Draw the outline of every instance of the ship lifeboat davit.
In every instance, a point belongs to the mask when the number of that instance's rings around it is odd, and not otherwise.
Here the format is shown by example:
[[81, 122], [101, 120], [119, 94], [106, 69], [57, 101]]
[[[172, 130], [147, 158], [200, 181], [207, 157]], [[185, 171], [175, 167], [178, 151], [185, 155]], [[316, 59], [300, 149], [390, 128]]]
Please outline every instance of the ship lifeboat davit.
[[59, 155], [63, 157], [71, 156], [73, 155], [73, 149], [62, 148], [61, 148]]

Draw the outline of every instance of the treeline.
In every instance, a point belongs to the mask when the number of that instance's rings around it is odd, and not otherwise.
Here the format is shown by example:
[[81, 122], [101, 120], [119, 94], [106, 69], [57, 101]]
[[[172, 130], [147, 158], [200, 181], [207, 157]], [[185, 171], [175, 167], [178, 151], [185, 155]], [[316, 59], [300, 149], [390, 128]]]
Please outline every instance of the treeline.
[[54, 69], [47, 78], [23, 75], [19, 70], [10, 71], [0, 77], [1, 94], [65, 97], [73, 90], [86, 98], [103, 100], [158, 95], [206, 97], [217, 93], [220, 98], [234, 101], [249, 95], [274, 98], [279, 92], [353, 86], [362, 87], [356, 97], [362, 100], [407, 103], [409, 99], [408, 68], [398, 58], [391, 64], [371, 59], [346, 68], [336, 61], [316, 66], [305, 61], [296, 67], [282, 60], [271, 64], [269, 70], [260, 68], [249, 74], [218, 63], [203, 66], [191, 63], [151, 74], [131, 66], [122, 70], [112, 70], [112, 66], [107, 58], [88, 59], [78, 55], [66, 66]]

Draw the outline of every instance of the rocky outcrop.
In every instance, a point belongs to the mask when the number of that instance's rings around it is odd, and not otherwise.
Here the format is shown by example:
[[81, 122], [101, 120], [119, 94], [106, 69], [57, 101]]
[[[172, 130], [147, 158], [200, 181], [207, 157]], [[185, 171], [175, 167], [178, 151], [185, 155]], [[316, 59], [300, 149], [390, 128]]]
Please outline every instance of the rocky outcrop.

# Goal
Update the records above by replacing every occurrence of "every instance" with "each instance" and leaving all other text as it stands.

# Final result
Draw the outline of each instance of the ship lifeboat davit.
In each instance, a point belongs to the mask when the number of that instance's rings around it is odd, and not otherwise.
Here the format is shown by example:
[[81, 122], [101, 120], [119, 94], [106, 69], [57, 101]]
[[[172, 130], [147, 158], [200, 181], [207, 157]], [[185, 171], [175, 167], [178, 151], [185, 155]], [[316, 59], [300, 149], [390, 128]]]
Please outline each instance of the ship lifeboat davit.
[[59, 155], [63, 157], [71, 156], [73, 155], [73, 149], [62, 148], [61, 148]]

Draw the outline of each instance of the treeline.
In each instance, a point belongs to the mask when the number of that instance's rings around it is odd, and not otherwise.
Here the format is shown by example:
[[81, 122], [101, 120], [119, 94], [106, 69], [57, 101]]
[[[172, 130], [147, 158], [200, 181], [207, 157]], [[185, 171], [175, 167], [178, 151], [185, 155]], [[316, 59], [300, 149], [390, 128]]]
Please outline each instance of the treeline.
[[54, 69], [47, 78], [23, 75], [19, 70], [10, 71], [0, 77], [1, 94], [65, 97], [73, 90], [86, 98], [103, 100], [158, 95], [206, 97], [217, 93], [220, 98], [234, 101], [249, 95], [274, 98], [279, 92], [353, 86], [362, 87], [356, 97], [362, 100], [407, 103], [409, 99], [408, 68], [398, 58], [391, 64], [371, 59], [346, 68], [336, 61], [316, 66], [305, 61], [296, 67], [282, 60], [271, 64], [269, 70], [260, 68], [249, 74], [218, 63], [203, 66], [191, 63], [151, 74], [131, 66], [122, 70], [112, 70], [112, 66], [107, 58], [88, 59], [78, 55], [66, 66]]

Draw the outline of each instance of the rocky outcrop.
In each instance, a point belongs to the mask when the number of that instance's rings around it is odd, and not otherwise.
Here the format is shown by example:
[[81, 122], [101, 120], [119, 94], [106, 69], [57, 101]]
[[[172, 130], [147, 158], [200, 181], [207, 157]], [[185, 171], [175, 167], [178, 151], [185, 155]], [[316, 59], [300, 149], [390, 128]]]
Please outline each instance of the rocky outcrop.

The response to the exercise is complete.